**Exercise description:** Beginning with the line that holds "For the trial run, indicate each instance of the knife handle", please retype each line through the end of the listing below, both ends included, and nothing more.

____ Task data

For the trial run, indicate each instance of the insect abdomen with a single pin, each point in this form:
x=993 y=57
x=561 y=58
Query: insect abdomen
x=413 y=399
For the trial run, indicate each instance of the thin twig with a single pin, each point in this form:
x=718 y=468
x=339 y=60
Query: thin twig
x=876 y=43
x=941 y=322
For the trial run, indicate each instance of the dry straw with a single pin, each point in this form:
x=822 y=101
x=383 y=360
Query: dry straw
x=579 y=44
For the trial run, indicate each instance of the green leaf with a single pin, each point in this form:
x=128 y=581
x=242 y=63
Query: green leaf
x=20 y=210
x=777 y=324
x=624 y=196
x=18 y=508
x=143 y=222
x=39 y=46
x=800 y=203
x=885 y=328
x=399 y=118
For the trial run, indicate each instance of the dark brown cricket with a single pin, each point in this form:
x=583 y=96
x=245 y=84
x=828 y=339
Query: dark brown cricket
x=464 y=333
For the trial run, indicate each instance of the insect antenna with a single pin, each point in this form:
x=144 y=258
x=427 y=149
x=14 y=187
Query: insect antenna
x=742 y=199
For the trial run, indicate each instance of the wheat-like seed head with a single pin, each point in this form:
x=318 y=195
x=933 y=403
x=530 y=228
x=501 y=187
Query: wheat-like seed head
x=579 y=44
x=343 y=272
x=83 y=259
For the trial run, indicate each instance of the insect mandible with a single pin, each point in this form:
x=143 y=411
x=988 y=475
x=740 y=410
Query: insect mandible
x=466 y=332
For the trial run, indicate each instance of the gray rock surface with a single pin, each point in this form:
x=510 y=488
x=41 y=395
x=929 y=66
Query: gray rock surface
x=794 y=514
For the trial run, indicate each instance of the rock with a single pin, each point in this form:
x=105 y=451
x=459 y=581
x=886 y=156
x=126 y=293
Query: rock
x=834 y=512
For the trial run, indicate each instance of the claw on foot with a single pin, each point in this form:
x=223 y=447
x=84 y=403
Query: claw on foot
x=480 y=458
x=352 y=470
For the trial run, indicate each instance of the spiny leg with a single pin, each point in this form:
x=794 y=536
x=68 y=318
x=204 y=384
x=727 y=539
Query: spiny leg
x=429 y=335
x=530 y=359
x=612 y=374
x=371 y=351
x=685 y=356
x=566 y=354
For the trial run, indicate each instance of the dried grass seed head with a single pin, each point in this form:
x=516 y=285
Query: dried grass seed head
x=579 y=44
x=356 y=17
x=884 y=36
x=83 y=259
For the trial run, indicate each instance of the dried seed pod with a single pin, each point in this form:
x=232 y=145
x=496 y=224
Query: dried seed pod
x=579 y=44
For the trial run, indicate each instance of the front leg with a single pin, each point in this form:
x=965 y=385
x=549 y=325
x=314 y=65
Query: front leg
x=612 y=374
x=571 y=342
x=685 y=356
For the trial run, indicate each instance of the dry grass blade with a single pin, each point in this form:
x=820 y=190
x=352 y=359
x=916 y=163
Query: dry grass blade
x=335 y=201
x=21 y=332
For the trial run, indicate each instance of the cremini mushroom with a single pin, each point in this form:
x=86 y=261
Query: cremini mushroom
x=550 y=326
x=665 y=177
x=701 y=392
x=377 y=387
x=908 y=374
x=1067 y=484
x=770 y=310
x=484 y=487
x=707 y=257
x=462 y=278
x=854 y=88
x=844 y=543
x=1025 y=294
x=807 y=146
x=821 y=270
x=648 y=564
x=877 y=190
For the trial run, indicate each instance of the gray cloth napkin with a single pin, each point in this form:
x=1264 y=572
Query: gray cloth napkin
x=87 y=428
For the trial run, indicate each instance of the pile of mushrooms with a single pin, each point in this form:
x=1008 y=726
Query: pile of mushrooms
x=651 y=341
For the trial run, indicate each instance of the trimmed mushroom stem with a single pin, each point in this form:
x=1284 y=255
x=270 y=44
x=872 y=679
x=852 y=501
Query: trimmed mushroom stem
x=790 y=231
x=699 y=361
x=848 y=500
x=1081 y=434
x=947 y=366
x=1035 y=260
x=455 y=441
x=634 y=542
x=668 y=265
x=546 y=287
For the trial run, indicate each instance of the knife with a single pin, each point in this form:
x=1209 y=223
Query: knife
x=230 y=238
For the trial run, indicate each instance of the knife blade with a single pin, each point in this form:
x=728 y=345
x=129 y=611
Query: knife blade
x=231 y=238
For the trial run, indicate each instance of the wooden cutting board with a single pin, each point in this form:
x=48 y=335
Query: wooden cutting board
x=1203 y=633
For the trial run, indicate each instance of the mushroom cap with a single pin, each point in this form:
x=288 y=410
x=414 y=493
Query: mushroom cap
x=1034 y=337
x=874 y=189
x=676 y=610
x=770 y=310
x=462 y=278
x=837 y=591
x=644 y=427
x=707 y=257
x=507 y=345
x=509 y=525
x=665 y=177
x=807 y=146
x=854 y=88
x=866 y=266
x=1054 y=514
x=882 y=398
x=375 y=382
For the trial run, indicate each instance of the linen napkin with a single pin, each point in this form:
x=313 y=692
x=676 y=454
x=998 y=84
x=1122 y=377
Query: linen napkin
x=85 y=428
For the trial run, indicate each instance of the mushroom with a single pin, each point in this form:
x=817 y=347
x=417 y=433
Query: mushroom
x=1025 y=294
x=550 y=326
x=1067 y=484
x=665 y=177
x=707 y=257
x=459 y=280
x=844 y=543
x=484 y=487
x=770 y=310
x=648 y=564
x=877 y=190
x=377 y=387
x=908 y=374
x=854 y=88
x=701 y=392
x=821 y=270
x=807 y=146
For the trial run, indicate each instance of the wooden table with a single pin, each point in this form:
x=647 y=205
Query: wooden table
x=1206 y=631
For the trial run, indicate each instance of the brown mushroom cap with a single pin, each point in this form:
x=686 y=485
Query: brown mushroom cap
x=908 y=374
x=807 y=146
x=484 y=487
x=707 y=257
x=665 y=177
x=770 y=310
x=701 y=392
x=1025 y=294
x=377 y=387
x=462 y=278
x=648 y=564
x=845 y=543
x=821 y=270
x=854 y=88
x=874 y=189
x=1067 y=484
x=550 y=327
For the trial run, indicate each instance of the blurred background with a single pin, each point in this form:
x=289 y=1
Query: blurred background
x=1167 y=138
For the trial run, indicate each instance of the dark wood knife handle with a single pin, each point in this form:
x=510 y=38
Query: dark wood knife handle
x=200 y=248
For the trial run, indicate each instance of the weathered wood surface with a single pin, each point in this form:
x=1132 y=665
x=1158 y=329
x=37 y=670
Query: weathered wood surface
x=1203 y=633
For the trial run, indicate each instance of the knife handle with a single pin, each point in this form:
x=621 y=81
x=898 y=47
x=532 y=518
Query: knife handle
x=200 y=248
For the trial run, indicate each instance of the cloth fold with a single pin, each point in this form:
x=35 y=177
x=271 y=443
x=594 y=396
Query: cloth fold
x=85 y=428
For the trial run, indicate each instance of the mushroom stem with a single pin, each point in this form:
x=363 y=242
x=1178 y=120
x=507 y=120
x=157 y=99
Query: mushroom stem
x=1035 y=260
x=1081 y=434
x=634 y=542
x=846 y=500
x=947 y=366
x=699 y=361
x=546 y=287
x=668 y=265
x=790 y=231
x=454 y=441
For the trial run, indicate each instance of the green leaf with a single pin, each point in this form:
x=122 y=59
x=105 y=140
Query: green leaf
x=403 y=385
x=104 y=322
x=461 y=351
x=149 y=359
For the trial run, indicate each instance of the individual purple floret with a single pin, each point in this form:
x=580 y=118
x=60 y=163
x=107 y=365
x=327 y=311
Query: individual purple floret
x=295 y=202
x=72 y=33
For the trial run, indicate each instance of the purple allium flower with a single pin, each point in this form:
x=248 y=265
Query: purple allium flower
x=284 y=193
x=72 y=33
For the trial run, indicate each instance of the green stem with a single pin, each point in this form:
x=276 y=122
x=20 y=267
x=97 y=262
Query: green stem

________

**Problem solution:**
For the trial run, indicate each instance of the knife handle with a single pin, each point in this form:
x=621 y=81
x=898 y=47
x=532 y=518
Query: knife handle
x=200 y=248
For the trial run, indicate each instance of the cloth fold with a single pin, each point in this form:
x=35 y=177
x=271 y=443
x=594 y=396
Query: cloth fold
x=85 y=428
For the trial run, indicate each instance of the mushroom stem with a single pin, each point in this form:
x=363 y=242
x=1178 y=120
x=507 y=120
x=157 y=99
Query: mushroom stem
x=1035 y=260
x=1081 y=434
x=634 y=542
x=846 y=500
x=947 y=366
x=699 y=361
x=546 y=287
x=668 y=265
x=790 y=231
x=454 y=441
For the trial run, indicate each instance of the green leaf with a single pin, each point in this form:
x=122 y=59
x=105 y=140
Query: green leaf
x=403 y=385
x=104 y=322
x=461 y=351
x=149 y=359
For the trial run, indicate each instance of the individual purple floret with a single pin, each point in this form:
x=580 y=118
x=60 y=163
x=107 y=365
x=327 y=311
Query: individual purple floret
x=295 y=202
x=72 y=33
For the trial run, indicate each instance of the purple allium flower with a single pin, each point in this form:
x=248 y=265
Query: purple allium flower
x=284 y=193
x=72 y=33
For the trial run, indicate each instance of the green stem with a single pin, each point in this form:
x=276 y=122
x=20 y=267
x=97 y=262
Query: green stem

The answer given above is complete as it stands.